• BRIEF
Scale the records below, starting with the line containing "on the building" and going on through the end of the records, and give all those lines again, requests included. Multiply every coordinate number in the answers by 0.4 and round it to a whole number, with halves rounded up.

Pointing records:
** BEGIN **

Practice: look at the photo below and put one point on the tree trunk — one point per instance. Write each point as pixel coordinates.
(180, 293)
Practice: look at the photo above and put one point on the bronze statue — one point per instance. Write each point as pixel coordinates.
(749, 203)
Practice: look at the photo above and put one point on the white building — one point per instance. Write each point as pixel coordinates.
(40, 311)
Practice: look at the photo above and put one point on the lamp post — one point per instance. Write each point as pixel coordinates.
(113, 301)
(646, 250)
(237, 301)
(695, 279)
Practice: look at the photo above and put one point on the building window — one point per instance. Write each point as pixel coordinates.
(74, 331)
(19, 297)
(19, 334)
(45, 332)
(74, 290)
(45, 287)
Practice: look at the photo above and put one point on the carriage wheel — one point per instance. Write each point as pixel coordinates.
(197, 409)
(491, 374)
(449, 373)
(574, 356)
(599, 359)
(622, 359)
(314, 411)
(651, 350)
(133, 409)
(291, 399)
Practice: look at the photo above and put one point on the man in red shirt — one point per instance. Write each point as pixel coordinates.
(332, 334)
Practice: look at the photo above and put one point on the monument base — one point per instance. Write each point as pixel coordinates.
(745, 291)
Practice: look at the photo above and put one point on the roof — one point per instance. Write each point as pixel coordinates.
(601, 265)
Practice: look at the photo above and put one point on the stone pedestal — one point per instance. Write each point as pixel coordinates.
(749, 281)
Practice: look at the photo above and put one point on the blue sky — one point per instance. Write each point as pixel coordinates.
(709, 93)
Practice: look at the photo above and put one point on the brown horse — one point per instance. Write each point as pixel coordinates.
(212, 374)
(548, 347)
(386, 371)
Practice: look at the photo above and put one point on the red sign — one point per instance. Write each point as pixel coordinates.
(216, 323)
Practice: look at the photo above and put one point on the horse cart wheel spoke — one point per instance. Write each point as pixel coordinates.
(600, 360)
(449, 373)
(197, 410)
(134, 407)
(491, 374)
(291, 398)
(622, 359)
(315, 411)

** END **

• EXERCISE ANSWER
Practice: look at the photo above and put one point on the building window — one point per instance. Write each point as pixel coordinates.
(30, 132)
(8, 119)
(8, 134)
(18, 133)
(30, 116)
(18, 115)
Practice: look at the photo above and put one point on the carriage wheel — one point per instance. Write each point as pixel coordinates.
(79, 164)
(196, 150)
(180, 149)
(230, 142)
(240, 144)
(249, 144)
(126, 164)
(260, 140)
(53, 164)
(116, 160)
Practice: look at the photo above and put one point on the man in red shirt — one point per instance. Write each point as pixel coordinates.
(133, 134)
Practice: look at the photo above and put one point on the monument base — one point per instance. Write each point as pixel coordinates.
(298, 116)
Practice: look at the photo above and put one point on the roof — one point per instance. Write each point as pixel coordinates.
(240, 106)
Practice: look at the photo above and put one point on the stone pedestal — one point per instance. Write each point as pixel coordinates.
(300, 112)
Practice: look at the photo above and put one point on the blue sky — one point per instance. Write each point as pixel coordinates.
(284, 37)
Practice: look at the photo above and put one point on the brown horse — one point per instance. Write each point as pixel coordinates.
(85, 150)
(219, 139)
(154, 148)
Practice: look at the photo above and put one point on the red sign — one point per instance. Write each point as pixel coordinates.
(86, 129)
Practice: look at the photo above and put one point on the horse cart wheel spoke — one point per instance. Write each point as pixel coordinates.
(240, 144)
(180, 149)
(79, 164)
(54, 163)
(196, 150)
(116, 159)
(249, 144)
(126, 164)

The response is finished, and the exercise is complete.